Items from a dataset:
- - -

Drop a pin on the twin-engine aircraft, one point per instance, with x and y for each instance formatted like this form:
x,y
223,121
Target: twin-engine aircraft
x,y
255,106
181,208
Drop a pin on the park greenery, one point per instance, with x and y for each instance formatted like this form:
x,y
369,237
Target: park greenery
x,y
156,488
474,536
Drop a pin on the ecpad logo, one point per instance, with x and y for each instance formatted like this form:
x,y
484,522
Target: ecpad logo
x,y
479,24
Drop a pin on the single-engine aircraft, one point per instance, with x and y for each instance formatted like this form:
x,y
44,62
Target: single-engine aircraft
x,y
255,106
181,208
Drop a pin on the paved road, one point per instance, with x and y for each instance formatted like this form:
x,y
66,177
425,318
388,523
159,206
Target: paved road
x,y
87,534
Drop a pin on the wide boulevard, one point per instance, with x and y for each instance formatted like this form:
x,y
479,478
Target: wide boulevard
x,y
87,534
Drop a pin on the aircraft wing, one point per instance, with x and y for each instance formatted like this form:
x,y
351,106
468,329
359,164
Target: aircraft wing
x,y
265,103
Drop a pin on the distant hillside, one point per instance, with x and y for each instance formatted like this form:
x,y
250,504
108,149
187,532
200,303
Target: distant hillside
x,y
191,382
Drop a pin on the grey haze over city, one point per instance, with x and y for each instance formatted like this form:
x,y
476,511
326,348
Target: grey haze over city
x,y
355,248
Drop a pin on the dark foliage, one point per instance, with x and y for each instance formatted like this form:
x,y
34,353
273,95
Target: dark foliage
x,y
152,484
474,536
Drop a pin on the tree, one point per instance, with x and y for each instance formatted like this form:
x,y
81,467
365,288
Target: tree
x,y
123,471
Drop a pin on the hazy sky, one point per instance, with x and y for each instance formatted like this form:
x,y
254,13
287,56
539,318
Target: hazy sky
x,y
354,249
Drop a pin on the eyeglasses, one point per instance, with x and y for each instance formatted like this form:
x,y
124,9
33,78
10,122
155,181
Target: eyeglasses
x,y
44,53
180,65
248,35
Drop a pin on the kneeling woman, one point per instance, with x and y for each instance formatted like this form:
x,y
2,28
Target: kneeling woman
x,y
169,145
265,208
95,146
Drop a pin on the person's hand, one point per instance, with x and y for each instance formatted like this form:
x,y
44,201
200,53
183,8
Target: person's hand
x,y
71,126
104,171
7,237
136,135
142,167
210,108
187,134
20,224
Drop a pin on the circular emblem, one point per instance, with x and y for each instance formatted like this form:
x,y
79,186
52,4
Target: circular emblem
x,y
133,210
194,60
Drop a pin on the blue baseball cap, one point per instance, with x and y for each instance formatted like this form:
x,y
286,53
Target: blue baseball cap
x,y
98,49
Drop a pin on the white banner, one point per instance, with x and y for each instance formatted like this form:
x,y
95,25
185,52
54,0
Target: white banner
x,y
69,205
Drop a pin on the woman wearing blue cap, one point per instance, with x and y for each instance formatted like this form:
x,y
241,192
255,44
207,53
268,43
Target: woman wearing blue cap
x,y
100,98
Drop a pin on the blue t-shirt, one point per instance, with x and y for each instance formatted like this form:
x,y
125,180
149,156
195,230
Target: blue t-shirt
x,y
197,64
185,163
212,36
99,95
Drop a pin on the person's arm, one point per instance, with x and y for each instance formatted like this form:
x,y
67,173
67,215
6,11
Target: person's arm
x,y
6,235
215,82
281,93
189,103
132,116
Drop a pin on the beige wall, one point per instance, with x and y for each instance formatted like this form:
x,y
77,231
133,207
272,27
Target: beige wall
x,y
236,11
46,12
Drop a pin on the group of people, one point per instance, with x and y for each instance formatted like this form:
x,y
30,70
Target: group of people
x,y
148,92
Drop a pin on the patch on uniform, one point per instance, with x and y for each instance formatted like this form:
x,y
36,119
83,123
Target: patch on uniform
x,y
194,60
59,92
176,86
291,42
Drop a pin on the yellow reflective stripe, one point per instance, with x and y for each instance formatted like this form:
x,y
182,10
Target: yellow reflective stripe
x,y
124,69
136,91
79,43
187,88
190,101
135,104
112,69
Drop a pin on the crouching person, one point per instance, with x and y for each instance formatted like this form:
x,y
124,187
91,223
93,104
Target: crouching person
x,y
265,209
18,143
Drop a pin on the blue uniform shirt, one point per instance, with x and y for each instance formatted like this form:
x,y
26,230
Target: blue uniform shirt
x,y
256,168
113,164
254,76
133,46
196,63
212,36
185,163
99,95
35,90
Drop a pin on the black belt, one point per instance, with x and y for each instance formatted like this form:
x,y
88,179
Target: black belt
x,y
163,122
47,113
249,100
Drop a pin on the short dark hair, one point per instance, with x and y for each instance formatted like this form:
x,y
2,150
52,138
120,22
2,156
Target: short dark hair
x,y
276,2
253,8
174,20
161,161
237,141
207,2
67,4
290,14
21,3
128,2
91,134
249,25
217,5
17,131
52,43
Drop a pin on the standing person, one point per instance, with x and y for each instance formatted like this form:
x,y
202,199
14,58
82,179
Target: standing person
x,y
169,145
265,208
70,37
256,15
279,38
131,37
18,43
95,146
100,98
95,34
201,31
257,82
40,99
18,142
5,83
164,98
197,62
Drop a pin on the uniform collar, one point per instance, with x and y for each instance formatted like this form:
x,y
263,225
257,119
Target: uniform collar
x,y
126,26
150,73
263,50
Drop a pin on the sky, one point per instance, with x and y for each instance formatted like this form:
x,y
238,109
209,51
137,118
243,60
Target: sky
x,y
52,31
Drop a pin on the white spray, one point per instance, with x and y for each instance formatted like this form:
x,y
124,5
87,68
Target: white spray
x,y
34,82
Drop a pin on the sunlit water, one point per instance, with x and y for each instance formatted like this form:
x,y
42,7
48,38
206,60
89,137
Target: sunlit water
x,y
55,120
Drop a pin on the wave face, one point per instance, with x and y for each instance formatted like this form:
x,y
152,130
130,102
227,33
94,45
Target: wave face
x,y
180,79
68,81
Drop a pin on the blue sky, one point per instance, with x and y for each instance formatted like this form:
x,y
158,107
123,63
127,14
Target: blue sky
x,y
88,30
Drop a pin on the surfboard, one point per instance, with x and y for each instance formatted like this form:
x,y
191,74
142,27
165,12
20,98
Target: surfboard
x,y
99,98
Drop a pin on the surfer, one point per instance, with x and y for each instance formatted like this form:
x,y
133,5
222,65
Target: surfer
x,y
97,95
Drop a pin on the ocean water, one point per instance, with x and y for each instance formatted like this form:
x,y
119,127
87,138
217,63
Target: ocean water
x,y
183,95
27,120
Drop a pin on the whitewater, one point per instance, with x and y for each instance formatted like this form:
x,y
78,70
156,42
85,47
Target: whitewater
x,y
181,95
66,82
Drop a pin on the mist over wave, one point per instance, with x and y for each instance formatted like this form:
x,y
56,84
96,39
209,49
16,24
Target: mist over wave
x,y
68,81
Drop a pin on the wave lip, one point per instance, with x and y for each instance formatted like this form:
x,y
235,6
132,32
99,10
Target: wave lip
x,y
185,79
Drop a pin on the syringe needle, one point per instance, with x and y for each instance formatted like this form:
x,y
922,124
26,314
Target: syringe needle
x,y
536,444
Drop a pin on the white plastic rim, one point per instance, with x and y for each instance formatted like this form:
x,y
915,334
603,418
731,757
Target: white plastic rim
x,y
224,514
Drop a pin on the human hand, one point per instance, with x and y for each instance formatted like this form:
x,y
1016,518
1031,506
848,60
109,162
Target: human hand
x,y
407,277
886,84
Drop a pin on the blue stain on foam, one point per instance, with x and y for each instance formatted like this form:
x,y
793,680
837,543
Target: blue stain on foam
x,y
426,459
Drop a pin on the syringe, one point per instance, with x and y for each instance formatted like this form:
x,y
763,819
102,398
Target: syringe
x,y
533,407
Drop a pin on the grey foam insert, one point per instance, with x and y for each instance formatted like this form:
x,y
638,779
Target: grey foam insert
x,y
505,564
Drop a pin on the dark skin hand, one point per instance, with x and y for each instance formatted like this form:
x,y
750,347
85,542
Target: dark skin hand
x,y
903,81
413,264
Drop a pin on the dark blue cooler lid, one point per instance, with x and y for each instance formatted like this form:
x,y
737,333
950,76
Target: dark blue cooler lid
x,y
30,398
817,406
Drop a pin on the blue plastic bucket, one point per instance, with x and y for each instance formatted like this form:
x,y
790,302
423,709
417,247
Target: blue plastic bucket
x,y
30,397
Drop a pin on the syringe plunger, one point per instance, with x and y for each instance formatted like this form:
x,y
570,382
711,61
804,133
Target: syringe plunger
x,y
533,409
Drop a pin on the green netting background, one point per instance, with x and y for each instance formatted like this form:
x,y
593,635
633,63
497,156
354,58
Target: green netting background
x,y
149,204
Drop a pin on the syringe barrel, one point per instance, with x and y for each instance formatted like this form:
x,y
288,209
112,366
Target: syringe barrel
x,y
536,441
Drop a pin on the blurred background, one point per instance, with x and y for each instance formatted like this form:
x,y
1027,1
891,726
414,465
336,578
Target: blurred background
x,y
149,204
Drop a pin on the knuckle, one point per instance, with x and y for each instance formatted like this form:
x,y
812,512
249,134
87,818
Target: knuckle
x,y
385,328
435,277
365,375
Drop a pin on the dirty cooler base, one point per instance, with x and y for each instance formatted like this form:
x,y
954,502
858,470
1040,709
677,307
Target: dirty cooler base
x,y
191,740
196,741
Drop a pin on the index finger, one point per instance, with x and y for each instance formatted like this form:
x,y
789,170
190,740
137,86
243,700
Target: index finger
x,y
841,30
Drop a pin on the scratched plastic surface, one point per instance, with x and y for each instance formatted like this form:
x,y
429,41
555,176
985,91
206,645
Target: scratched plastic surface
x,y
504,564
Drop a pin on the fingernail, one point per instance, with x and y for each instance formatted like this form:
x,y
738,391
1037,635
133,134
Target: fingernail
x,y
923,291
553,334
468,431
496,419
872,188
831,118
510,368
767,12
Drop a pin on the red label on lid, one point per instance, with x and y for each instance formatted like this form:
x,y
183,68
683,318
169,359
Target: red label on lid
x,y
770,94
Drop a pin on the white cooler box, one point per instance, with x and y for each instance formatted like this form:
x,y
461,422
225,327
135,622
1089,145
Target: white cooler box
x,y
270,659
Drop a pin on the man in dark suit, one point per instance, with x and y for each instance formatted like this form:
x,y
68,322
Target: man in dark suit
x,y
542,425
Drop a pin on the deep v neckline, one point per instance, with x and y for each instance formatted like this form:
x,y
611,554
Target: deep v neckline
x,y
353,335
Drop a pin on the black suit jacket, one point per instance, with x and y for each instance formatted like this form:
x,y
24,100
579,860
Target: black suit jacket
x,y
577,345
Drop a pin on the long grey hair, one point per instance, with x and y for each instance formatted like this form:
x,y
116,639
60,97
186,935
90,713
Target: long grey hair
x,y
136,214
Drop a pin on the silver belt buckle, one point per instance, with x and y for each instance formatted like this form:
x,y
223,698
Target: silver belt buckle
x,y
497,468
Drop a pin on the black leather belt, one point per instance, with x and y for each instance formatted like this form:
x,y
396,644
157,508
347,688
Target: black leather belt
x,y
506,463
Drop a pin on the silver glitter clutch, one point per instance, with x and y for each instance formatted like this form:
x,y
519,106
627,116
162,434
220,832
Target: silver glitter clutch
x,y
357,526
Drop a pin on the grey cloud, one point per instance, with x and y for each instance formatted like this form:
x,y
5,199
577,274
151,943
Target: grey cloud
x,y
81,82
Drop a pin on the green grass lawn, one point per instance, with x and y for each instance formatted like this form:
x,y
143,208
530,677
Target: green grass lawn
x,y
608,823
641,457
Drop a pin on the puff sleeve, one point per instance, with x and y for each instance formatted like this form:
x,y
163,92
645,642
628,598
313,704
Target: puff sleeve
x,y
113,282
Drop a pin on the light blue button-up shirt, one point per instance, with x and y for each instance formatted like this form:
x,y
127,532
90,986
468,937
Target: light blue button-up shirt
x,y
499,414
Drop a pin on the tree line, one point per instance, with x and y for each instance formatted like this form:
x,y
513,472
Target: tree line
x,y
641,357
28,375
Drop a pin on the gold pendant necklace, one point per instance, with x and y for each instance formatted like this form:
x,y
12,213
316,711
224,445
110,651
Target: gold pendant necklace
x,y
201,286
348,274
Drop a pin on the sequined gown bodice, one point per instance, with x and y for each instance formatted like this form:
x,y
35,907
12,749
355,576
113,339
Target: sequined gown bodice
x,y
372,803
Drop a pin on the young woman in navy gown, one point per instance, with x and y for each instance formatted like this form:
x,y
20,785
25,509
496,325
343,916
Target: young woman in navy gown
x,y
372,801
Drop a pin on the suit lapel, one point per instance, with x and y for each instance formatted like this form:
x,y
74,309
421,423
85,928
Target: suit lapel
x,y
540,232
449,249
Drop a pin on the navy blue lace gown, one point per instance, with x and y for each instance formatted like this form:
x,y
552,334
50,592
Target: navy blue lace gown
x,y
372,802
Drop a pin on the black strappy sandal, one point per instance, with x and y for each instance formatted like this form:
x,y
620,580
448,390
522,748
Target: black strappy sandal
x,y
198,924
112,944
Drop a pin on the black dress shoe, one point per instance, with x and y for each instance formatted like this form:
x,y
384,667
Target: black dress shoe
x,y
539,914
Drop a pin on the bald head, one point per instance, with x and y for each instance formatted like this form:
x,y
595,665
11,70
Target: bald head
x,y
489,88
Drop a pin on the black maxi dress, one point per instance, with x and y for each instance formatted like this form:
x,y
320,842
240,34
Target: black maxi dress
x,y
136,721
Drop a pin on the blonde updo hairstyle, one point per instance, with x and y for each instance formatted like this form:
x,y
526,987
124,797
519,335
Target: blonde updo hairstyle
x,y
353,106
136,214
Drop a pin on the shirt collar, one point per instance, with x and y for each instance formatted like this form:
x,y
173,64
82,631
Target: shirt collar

- - -

Aim of the task: Take the line with "Drop a pin on the black strappy" and all lines after it through the end of the records, and write them out exactly; include nothing else.

Output of the task:
Drop a pin on the black strappy sandal, one point per instance, with x and y for each instance formatted like this form:
x,y
620,580
448,390
522,748
Target: black strappy sandal
x,y
198,924
112,944
Drop a pin on the black dress shoe, one point per instance, with x and y for each instance formatted like this form:
x,y
384,667
Target: black dress shoe
x,y
539,914
Drop a pin on the bald head, one point per instance, with x and y for each instance formatted like this form:
x,y
595,665
11,70
Target: bald head
x,y
489,88
Drop a pin on the black maxi dress, one point per instance, with x and y for each instance formatted like this form:
x,y
320,842
240,34
Target: black maxi dress
x,y
136,721
Drop a pin on the blonde updo hairstyle, one point per instance, with x and y for each instance formatted like this form:
x,y
526,987
124,797
519,335
Target: blonde updo hairstyle
x,y
353,106
136,214
Drop a pin on the shirt collar, one point per instance, with x and y for each instance formatted like this form:
x,y
173,64
82,631
Target: shirt collar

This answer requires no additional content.